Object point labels
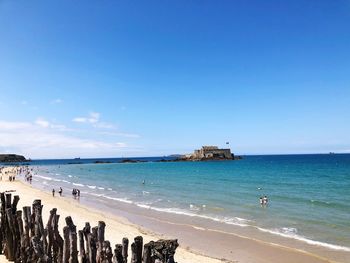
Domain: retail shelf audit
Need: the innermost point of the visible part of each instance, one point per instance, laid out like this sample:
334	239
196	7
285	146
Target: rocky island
209	153
206	153
12	158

#### [Given request]
Turn the lines of every entry above into a JSON list of strings, one string per line, with blank lines skipped. Leave the pictures out.

#### [Task response]
[
  "Domain: retail shelf audit",
  "Need: the innermost point of the visible part of each instance, one point per instance, laid out like this sample:",
  "334\t239",
  "196\t7",
  "285\t146",
  "Target: rocky island",
  "209\t153",
  "206\t153",
  "12\t158"
]